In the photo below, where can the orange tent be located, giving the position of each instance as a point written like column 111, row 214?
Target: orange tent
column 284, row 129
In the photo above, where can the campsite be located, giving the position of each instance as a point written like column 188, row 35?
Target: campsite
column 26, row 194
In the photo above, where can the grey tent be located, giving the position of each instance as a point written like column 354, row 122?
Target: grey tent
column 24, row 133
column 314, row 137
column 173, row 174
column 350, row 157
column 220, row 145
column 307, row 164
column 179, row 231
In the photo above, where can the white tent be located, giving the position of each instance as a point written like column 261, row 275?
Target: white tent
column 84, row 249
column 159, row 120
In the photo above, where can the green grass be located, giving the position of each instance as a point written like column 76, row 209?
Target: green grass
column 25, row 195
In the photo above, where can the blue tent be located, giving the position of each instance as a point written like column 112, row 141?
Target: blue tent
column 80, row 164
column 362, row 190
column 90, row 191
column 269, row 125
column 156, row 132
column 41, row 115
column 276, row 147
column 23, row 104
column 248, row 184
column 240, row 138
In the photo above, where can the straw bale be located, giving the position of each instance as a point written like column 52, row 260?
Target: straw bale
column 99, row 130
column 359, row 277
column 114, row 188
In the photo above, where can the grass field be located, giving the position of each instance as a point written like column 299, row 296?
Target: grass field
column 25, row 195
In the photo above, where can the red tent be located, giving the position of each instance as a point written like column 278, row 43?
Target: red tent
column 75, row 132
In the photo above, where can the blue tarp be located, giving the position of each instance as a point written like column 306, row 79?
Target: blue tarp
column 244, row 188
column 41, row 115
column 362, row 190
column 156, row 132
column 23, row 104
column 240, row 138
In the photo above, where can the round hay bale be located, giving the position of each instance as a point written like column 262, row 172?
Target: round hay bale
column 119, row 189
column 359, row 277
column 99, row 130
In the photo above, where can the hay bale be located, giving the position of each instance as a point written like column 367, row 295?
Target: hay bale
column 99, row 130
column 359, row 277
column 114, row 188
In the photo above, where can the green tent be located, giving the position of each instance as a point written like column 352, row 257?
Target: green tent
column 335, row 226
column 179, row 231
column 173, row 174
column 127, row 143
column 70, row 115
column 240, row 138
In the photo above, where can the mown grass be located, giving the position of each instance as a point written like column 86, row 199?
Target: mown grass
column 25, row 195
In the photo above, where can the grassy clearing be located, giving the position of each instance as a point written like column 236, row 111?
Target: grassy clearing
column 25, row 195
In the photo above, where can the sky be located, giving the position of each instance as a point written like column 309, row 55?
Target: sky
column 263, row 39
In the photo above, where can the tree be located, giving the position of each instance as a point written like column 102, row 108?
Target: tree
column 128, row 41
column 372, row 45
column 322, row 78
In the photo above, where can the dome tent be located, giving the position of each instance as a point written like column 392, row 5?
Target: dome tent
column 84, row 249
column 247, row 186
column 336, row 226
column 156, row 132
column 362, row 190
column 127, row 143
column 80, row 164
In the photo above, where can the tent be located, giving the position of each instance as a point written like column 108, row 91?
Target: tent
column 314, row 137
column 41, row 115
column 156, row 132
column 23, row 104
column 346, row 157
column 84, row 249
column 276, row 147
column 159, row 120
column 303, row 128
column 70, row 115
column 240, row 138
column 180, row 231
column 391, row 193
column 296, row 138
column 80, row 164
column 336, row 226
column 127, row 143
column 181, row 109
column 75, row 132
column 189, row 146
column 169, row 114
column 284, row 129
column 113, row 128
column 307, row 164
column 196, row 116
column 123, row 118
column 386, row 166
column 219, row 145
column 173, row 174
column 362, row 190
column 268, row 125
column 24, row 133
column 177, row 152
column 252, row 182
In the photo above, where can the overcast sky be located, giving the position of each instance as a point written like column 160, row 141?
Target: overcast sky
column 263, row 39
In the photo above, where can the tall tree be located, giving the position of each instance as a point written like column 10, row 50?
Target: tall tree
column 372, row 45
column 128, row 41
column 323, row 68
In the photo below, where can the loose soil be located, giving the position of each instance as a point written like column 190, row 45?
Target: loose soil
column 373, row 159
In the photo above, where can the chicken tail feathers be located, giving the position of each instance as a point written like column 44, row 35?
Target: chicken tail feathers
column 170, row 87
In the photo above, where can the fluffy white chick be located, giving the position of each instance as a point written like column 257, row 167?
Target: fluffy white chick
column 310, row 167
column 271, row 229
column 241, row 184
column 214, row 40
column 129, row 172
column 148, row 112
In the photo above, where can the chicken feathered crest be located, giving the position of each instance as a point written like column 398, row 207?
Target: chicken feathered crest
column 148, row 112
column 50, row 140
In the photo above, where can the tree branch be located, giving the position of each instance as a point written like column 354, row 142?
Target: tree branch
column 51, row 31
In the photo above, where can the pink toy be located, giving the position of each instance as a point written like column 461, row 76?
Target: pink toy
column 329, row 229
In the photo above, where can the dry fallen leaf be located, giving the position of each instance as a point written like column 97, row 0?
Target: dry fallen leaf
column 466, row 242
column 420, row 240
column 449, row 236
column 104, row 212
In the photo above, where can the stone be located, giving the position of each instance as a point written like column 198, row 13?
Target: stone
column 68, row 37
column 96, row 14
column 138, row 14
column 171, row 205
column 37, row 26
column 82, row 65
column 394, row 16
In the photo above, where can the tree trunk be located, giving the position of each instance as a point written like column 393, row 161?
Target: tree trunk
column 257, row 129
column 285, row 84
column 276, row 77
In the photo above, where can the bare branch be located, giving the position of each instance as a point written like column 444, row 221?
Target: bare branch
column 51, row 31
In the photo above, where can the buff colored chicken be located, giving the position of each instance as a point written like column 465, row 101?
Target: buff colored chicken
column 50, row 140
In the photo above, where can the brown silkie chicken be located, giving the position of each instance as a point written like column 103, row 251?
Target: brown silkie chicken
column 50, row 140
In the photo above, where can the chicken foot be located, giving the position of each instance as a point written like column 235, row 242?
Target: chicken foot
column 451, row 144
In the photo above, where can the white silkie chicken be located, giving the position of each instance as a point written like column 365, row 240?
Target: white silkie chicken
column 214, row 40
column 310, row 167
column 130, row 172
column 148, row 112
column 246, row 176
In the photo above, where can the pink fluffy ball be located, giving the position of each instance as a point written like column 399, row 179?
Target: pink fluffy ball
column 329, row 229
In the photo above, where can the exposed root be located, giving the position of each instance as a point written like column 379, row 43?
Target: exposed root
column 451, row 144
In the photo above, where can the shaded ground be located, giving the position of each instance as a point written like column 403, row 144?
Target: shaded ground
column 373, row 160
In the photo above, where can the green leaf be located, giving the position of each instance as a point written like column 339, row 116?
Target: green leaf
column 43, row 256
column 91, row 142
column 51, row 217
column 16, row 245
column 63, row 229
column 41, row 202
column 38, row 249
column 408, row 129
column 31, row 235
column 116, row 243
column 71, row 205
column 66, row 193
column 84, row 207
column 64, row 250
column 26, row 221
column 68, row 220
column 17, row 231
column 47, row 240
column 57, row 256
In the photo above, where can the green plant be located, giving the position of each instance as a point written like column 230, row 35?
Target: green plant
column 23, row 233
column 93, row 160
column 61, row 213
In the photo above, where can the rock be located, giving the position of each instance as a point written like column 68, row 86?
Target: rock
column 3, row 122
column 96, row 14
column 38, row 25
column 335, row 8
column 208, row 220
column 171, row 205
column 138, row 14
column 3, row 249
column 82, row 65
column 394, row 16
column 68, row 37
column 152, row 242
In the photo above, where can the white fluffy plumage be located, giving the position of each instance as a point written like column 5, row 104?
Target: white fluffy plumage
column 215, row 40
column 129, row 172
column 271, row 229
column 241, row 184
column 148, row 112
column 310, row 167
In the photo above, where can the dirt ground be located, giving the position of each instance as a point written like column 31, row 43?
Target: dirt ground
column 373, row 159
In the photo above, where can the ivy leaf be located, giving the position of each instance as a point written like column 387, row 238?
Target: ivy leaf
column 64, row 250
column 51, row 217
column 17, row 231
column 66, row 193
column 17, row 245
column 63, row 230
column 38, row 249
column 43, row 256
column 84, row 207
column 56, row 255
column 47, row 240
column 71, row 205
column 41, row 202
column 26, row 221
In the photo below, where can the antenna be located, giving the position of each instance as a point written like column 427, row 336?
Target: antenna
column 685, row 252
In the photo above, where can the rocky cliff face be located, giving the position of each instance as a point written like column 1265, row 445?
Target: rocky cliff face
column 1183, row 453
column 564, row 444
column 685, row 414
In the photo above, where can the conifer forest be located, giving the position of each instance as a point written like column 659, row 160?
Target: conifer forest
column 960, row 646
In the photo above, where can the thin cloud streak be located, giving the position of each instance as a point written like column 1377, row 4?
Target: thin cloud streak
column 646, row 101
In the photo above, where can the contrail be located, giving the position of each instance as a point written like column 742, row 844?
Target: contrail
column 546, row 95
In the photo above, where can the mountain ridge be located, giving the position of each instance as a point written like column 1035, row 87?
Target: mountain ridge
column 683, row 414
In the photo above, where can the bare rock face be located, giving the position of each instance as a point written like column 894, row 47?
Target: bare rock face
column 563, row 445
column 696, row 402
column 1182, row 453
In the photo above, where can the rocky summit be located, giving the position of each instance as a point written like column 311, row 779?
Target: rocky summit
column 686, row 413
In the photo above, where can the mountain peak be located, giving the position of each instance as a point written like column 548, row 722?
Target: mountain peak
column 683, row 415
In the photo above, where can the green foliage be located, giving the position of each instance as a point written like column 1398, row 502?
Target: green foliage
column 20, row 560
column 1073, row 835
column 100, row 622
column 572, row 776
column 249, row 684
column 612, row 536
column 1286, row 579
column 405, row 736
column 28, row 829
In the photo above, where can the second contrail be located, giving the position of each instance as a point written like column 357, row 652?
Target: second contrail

◆ TASK TO CARRY OUT: Copy the records between the line holding "In the photo above, where can the tree be" and the line holding "column 252, row 182", inclusive, and substitute "pop-up tent" for "dome tent" while leaving everything else unchanged.

◆ SOLUTION FOR THIS EXERCISE:
In the photo above, where can the tree be located, giving the position of each instance as a point written like column 102, row 108?
Target: tree
column 128, row 41
column 372, row 45
column 322, row 78
In the photo above, where can the pop-up tent be located, giving the position of each instance as a point written like column 392, row 5?
Target: pop-up tent
column 84, row 249
column 247, row 186
column 336, row 226
column 156, row 132
column 362, row 190
column 127, row 143
column 80, row 164
In the photo above, where can the tent be located, giving the position of each instance as a point written like column 108, row 91?
Target: tent
column 314, row 137
column 41, row 115
column 156, row 132
column 23, row 104
column 346, row 157
column 84, row 249
column 276, row 147
column 159, row 120
column 303, row 128
column 70, row 115
column 240, row 138
column 180, row 231
column 391, row 193
column 296, row 138
column 80, row 164
column 336, row 226
column 127, row 143
column 181, row 109
column 75, row 132
column 189, row 146
column 169, row 114
column 284, row 129
column 113, row 128
column 307, row 164
column 196, row 116
column 123, row 118
column 386, row 166
column 219, row 145
column 173, row 174
column 362, row 190
column 268, row 125
column 24, row 133
column 177, row 152
column 252, row 182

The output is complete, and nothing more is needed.